(Point placement rows)

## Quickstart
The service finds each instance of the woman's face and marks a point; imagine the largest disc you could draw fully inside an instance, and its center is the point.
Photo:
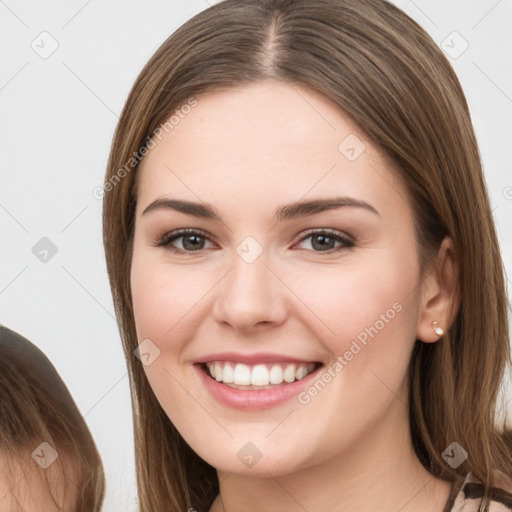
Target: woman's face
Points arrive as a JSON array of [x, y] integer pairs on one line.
[[336, 285]]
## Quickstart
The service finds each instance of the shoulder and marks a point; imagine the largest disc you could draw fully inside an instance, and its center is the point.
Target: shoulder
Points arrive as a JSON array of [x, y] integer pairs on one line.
[[469, 497]]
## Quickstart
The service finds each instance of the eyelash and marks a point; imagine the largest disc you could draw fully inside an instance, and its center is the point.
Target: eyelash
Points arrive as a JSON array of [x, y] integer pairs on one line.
[[166, 240]]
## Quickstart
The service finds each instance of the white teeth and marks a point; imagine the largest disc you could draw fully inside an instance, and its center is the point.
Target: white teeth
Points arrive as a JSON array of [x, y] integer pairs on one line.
[[289, 373], [258, 375], [276, 374], [242, 375]]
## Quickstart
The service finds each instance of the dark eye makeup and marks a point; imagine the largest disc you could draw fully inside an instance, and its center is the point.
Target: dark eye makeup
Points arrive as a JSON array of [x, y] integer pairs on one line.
[[194, 239]]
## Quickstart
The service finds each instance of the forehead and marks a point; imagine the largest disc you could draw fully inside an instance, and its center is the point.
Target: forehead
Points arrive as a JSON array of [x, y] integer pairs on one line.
[[261, 142]]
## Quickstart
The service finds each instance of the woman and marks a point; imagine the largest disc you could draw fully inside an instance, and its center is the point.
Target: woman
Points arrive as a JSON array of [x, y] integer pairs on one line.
[[48, 458], [303, 258]]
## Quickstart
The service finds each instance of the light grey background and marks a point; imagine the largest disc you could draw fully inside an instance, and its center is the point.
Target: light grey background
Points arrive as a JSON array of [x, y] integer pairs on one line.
[[58, 114]]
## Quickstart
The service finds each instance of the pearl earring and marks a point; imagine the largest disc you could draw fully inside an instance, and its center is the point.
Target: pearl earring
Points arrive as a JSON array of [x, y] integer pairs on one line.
[[437, 329]]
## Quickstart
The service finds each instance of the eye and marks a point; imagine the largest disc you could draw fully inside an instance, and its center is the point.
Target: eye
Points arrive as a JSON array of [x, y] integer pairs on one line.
[[325, 239], [192, 240]]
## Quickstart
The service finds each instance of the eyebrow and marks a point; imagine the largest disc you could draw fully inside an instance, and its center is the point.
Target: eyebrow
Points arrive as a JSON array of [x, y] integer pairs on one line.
[[286, 212]]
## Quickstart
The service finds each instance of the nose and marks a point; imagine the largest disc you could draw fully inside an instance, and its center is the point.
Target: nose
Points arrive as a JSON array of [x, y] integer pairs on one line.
[[250, 296]]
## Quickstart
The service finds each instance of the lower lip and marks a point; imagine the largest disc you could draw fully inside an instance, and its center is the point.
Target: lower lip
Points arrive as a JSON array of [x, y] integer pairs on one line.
[[256, 399]]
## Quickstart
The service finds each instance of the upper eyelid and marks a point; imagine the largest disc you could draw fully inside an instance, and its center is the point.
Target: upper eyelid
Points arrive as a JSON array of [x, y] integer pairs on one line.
[[166, 238]]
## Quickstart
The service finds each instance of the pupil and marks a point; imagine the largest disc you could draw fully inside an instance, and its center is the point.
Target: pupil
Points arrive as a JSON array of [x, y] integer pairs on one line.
[[322, 244], [195, 244]]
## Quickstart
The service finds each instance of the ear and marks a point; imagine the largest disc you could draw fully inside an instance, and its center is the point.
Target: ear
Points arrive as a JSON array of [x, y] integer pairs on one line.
[[440, 297]]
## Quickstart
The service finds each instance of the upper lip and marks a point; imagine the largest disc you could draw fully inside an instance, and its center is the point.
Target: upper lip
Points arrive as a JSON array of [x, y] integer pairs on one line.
[[258, 357]]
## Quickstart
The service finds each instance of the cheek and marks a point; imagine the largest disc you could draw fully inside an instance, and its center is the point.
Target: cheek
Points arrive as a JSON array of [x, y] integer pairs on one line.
[[360, 300]]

▶ **PROMPT**
Rewrite all the rows above with "disc" switched to "circle" and nothing else changed. Leave the pictures out.

▶ **EXERCISE RESULT**
## Quickstart
The service finds each instance of the woman's face and marks a point; imagine the largest circle you could draw fully inside an instance, and its center is the point.
Photo:
Target: woman's face
Points arrive as a JSON array of [x, y] integer pairs on one line.
[[336, 285]]
## Quickstart
The service finds each instance of the shoulder and marks a point; imagine the largest circle you could draw fully inside an instance, and its center is the point.
Target: shoulder
Points arrive as a JSON array of [x, y] integer pairs on one line.
[[469, 497]]
## Quickstart
The service finds each instance of the eyelash and marks a point; imagine the largest circle you could draw fully inside an instance, and its center is the point.
Target: eyelash
Points arrive as a JSON array of [x, y] integer pairs on one line.
[[166, 240]]
## Quickstart
The service finds each instance of the white teeth and marks a point; imagine the largest circle you could draw fully inside an instance, and its center is the point.
Target: white teeth
Points arrive as a JSON array of [x, y] integer pairs on one line.
[[289, 373], [258, 375], [276, 374], [242, 375]]
## Quickstart
The service finds each instance of the dark eye makeup and marks a point; imagine the largest circle you could draw fully inside an instance, and its center is the point.
Target: dark eye makeup
Points arrive as a JSON array of [x, y] integer pairs on one line.
[[194, 239]]
## Quickstart
The service finds each instance of the forehead and marks a point; imagine the largest circle you could draw fully inside an instance, and its center is the point.
Target: forehead
Points arrive as a JSON array of [x, y] integer pairs on one line.
[[261, 142]]
## Quickstart
The service finds each instance of the woman and marks a point; imagine the largest circle you could draw fully inside an instance, and its center is the point.
Target: woman
Points arrive as a JSON array of [x, y] integer pairs on one line.
[[48, 458], [303, 258]]
## Quickstart
The service finds each instance of the light grey background and marks a point; imagine the largest circle you could draw fully inside an instance, and its center is the point.
Target: light grey background
Points arrive as a JSON array of [x, y] integer pairs on one line.
[[58, 114]]
## Quickstart
The service finds each instance of the pearl earring and marks a point; imagine the largest circle you could draw fully inside an instance, and its center is the point.
Target: pearl earring
Points arrive as a JSON array of [x, y] integer pairs on one line.
[[437, 329]]
## Quickstart
The service finds each instance of the eye and marks a point; imagine the largest circle you could draw fully inside an instance, and its center is the point.
Target: eye
Points arrive as a JSON array of [x, y] integer pairs on one line.
[[325, 239], [192, 240]]
## Quickstart
The service finds each instance of the eyebrow and marks a point; imagine the largest circle you could draw fully inside an instance, and its center is the point.
Target: eyebrow
Points arrive as a JSON array of [x, y] integer pairs on one line.
[[286, 212]]
## Quickstart
The service finds each instance of the nose and marks a point; imagine the largest circle you could draw fully inside an instance, and its center is the point.
Target: nose
Points arrive as a JSON array of [x, y] integer pairs on one line.
[[250, 296]]
## Quickstart
The service finds each instance of the lower lip and marks a point; imagine the largest circle you could draw fully inside an instance, and its center is the point.
Target: lower lip
Points arrive as a JSON array of [x, y] integer pairs on one line.
[[256, 399]]
## Quickstart
The service finds each instance of the upper eyelid and marks a point; imagine the largest circle you could draw fully inside an instance, and its center is the point.
Target: upper eyelid
Points arrive as a JSON array of [x, y] integer pairs on one line.
[[166, 238]]
## Quickstart
The service finds each instance of the pupil and marks a point; imagine the largest circle you could draw fully inside an instance, and its center is the point.
Target: pupil
Points arrive as a JSON array of [x, y] integer pairs on one line.
[[322, 244], [195, 244]]
## Quickstart
The service finds each instance of the ear and marks a point; imagine the largest circle you could draw fully inside an instance, and its center is the point.
Target: ear
Points arrive as a JSON array of [x, y] integer pairs on one line.
[[440, 297]]
## Quickstart
The service finds each instance of the upper lip and marks a point; imagine the largest circle you could draw fully inside an instance, and its center is the point.
Target: upper lip
Points arrive as a JSON array of [x, y] integer pairs on one line.
[[258, 357]]
## Quickstart
The service finds each instance of the cheek and marks a point; imagine the largest circle you could draw fully inside an instance, and its center is the point.
Target: cheek
Points arrive as a JSON array of [x, y] integer pairs on one line.
[[360, 300]]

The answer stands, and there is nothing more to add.